AIM OF THE TASK: Arrange the records from the line containing "Annotate the flag trailing" through the end of the records, both included, as a Markdown table with the columns Step and Text, numbering each line and leaving out blank lines.

INPUT ROWS:
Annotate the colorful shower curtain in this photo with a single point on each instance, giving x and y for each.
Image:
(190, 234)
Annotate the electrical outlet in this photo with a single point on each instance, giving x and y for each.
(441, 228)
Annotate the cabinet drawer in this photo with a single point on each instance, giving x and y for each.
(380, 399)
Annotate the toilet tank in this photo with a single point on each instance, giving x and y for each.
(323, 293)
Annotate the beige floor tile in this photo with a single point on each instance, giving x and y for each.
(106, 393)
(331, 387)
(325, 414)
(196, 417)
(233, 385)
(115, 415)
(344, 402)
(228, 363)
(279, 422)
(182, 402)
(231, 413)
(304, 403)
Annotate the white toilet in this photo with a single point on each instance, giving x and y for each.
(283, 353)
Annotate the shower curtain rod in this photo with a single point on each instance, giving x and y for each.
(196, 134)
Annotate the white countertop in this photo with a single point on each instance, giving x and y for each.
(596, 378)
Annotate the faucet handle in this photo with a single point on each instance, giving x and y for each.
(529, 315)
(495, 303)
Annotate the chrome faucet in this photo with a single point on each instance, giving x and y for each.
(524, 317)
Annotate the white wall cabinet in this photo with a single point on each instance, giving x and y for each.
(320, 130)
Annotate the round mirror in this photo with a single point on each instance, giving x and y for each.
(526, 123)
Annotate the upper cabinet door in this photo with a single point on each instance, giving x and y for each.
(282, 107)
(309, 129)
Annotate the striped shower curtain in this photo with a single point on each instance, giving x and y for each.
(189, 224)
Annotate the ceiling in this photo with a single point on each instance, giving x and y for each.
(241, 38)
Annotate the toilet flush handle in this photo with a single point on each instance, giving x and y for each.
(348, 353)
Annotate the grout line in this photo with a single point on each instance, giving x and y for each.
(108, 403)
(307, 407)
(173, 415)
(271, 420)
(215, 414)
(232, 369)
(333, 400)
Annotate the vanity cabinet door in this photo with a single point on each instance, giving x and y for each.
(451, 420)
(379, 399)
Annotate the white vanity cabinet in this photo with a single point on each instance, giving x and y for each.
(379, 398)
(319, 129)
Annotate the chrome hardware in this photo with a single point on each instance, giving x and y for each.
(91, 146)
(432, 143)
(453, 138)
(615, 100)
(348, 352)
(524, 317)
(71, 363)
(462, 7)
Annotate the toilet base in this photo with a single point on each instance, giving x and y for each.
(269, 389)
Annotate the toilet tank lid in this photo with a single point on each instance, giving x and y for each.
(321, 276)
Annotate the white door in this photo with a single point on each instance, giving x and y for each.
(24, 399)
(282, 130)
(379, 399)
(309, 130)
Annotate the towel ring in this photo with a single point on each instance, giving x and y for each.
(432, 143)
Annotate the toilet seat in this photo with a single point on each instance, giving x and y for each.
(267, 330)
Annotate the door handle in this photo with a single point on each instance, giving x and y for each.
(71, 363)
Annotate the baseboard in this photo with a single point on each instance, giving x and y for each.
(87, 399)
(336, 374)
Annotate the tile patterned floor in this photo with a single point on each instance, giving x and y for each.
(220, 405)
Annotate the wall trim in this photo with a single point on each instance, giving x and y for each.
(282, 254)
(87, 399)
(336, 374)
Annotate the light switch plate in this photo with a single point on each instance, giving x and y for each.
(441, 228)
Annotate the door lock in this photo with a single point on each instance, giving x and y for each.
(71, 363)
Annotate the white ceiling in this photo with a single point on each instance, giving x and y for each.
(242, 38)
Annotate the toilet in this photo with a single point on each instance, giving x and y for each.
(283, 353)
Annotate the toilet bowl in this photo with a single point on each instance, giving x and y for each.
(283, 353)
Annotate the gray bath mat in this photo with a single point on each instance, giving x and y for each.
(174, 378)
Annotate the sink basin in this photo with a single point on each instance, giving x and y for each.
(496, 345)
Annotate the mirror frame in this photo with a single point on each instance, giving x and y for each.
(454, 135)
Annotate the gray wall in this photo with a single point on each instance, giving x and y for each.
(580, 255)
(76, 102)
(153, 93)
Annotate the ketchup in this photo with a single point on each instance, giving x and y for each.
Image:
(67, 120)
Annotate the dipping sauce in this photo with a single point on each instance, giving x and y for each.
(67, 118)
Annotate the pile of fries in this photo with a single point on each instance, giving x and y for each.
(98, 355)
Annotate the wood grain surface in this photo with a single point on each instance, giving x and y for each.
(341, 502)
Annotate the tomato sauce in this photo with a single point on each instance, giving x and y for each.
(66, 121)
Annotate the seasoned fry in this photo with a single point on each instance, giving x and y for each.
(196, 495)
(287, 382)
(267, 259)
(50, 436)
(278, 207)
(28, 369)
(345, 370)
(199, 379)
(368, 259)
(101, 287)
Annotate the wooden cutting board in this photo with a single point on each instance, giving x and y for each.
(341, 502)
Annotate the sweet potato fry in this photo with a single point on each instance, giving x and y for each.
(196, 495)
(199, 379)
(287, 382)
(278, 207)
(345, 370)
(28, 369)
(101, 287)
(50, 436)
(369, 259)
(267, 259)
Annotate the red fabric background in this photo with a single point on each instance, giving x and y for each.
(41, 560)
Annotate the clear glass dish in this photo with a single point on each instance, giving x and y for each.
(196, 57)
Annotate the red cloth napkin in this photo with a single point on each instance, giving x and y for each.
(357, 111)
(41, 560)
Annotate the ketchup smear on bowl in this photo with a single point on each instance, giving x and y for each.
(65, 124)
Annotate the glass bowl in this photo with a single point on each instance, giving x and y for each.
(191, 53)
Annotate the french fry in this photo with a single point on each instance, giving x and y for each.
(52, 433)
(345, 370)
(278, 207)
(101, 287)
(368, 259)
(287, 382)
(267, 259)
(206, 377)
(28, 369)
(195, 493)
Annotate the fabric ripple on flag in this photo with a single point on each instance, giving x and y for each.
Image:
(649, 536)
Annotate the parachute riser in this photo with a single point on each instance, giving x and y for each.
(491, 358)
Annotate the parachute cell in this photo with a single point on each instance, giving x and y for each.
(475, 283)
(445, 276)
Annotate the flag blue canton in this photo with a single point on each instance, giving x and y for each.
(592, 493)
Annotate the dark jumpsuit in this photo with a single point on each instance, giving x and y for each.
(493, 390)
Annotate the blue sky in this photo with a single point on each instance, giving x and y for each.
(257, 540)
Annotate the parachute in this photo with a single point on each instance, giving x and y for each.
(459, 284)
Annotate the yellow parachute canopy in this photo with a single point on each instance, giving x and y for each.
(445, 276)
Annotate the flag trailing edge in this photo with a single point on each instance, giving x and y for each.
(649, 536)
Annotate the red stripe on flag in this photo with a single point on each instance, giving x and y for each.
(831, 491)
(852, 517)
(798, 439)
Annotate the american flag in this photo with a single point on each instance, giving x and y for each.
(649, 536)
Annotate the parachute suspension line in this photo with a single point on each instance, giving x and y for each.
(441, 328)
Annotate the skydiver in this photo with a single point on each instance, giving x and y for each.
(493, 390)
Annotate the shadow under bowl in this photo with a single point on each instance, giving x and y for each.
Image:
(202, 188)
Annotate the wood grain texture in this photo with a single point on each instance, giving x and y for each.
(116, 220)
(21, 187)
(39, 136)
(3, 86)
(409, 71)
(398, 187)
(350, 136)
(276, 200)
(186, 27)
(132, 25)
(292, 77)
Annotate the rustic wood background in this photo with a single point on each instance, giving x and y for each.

RESPONSE TO THIS EXERCISE:
| Step | Text |
|---|---|
| 1 | Annotate the flag trailing edge in this photo with a single point on each instance, giving x and y for each. |
| 2 | (649, 536) |
| 3 | Annotate the red stripe on flag in this photo with a single point on each instance, giving x and y for each. |
| 4 | (831, 491) |
| 5 | (852, 517) |
| 6 | (798, 439) |
| 7 | Annotate the american flag in this photo with a single point on each instance, giving x and y for each. |
| 8 | (649, 536) |
| 9 | Annotate the parachute suspension line in this photo with a single point on each instance, giving x and y for each. |
| 10 | (441, 328) |
| 11 | Annotate the skydiver in this photo with a single point on each instance, giving x and y for each. |
| 12 | (493, 390) |
| 13 | Annotate the shadow under bowl in this photo with a single point on each instance, giving x and y for each. |
| 14 | Image: |
| 15 | (202, 188) |
| 16 | Annotate the wood grain texture in this photo with a single point on each instance, giving x and y for each. |
| 17 | (116, 220) |
| 18 | (21, 187) |
| 19 | (39, 136) |
| 20 | (3, 86) |
| 21 | (409, 71) |
| 22 | (398, 187) |
| 23 | (350, 136) |
| 24 | (276, 200) |
| 25 | (186, 27) |
| 26 | (132, 25) |
| 27 | (292, 77) |
| 28 | Annotate the rustic wood background in this photo with a single point on each instance, giving x and y for each. |